:: Listed entries ::
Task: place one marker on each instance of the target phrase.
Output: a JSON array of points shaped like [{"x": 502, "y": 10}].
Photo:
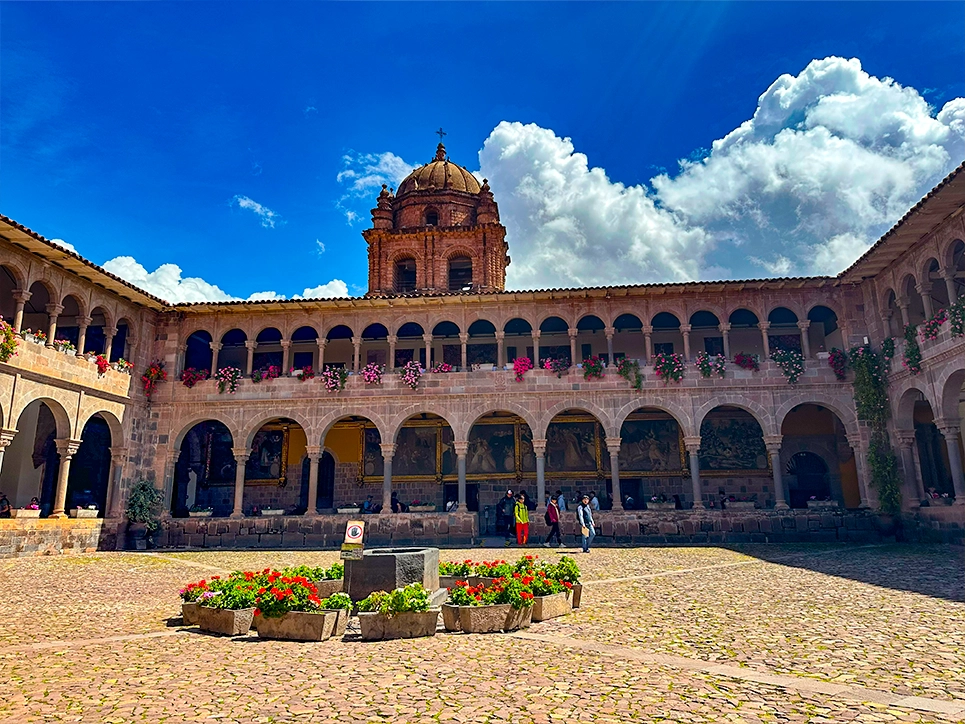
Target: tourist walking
[
  {"x": 552, "y": 519},
  {"x": 584, "y": 518},
  {"x": 522, "y": 521}
]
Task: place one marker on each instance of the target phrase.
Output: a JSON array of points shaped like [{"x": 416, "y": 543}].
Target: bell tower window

:: Exercise directions ::
Copy out every line of the material above word for word, omitting the pictures.

:: Task result ::
Task: place one marker on each instance of the target phrase.
Output: a JSON array of points shaped like [{"x": 502, "y": 10}].
Photo:
Target: tourist walking
[
  {"x": 552, "y": 519},
  {"x": 584, "y": 518},
  {"x": 522, "y": 521}
]
Task: place one marker on each instance of the target phrase.
Output: a JSON array of points shaped like [{"x": 416, "y": 543}].
Target: bell tower window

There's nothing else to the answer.